GIVEN TEXT:
>>

November's gemstone, Citrine, is as warm as a Van Gogh painting of sunflowers. The name Citrine comes from an old French word, "citrin", meaning lemon. One of the more rare forms of quartz, this gemstone ranges in color from the palest yellow to a dark amber named Madeira because of its resemblance to the red wine.
Perhaps because of its scarcity, there is little mention of Citrine used as a gemstone prior to the first century B.C. The Romans were thought to be the first to wear the yellow quartz, crafting it into cabochon, or highly polished but unfaceted cuts of stone set into jewelry. Citrine became more popular during the Romantic Period, when artisans often favored these warm colored gems to enhance gold jewelry.
Citrine, like all forms of quartz, was believed to have magical powers and was worn as a talisman against evil thoughts and snake venom. It was also considered to have medicinal properties and was commonly used as a remedy for urinary and kidney ailments.

<<

Dataset records
>>

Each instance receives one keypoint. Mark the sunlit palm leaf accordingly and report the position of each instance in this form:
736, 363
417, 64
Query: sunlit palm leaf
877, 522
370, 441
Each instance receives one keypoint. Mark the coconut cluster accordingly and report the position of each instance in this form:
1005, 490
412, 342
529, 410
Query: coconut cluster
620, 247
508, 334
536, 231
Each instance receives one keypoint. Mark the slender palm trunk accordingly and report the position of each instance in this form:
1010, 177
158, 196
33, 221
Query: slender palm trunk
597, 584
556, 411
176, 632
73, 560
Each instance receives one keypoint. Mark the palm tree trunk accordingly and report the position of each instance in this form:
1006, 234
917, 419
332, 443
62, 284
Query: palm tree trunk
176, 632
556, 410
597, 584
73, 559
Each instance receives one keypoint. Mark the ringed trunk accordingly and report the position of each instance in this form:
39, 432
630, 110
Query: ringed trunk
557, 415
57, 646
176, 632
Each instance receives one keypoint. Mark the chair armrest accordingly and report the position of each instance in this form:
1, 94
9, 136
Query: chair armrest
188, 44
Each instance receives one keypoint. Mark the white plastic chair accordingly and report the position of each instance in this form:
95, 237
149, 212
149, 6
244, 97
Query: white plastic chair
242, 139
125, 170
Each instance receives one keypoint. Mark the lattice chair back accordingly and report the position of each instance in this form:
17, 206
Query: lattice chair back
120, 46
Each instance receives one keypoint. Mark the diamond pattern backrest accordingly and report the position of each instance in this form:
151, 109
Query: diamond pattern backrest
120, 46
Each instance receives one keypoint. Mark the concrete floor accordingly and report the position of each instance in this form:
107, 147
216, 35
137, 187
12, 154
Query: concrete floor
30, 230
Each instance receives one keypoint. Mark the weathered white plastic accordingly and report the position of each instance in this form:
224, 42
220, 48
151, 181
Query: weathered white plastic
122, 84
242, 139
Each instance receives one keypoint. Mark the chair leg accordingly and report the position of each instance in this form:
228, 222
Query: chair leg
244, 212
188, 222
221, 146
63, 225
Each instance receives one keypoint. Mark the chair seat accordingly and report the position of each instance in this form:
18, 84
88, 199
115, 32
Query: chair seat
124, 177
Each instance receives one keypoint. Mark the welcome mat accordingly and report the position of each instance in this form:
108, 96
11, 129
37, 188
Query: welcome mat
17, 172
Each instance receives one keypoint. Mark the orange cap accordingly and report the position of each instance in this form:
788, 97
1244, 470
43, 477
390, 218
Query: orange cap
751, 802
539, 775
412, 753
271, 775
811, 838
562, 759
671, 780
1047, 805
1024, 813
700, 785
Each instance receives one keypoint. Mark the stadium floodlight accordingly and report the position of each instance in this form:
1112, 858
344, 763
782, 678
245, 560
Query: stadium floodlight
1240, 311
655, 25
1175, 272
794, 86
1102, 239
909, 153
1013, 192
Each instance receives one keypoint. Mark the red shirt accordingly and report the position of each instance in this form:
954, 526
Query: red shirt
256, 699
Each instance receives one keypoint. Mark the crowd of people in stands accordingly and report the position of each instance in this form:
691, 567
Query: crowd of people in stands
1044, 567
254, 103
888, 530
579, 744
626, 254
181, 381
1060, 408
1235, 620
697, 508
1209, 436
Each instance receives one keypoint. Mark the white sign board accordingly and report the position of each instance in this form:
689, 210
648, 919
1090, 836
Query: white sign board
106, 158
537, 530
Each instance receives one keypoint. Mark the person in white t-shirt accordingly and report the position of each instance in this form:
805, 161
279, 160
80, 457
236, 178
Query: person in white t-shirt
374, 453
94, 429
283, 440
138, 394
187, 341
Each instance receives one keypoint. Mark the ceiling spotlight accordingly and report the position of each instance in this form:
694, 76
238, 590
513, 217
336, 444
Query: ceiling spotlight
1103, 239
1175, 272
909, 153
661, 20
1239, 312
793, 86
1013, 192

<<

ACTIVITY LIST:
• a. List every evil or illness that the citrine passage says the stone was worn against or used to treat.
• b. Answer these from the citrine passage:
(i) From what old French word does the name Citrine come, and what does that word mean?
(ii) Who were thought to be the first to wear the yellow quartz?
(iii) During which period did Citrine become more popular?
• c. Carry on the citrine passage, starting right after its last sentence.
The rows play no part in this.

RESPONSES:
• a.
- evil thoughts
- snake venom
- urinary ailments
- kidney ailments

• b.
(i) "Citrin," meaning lemon.
(ii) The Romans.
(iii) The Romantic Period.

• c.
A gift of Citrine is symbolic for hope and strength. With its sunny brightness, this gemstone is ideal for helping anyone to get through the tough times in life!
Topaz is a common gemstone that has been used for centuries in jewelry. Its golden brown to yellow color is classic but is confused with the less valuable citrine, which is sometimes wrongly sold under the name topaz. The blue topaz that is often confused with aquamarine is rarely natural and is produced by irradiating and then heating clear crystals.
Topaz may be colorless, yellow, orange, red, blue and green.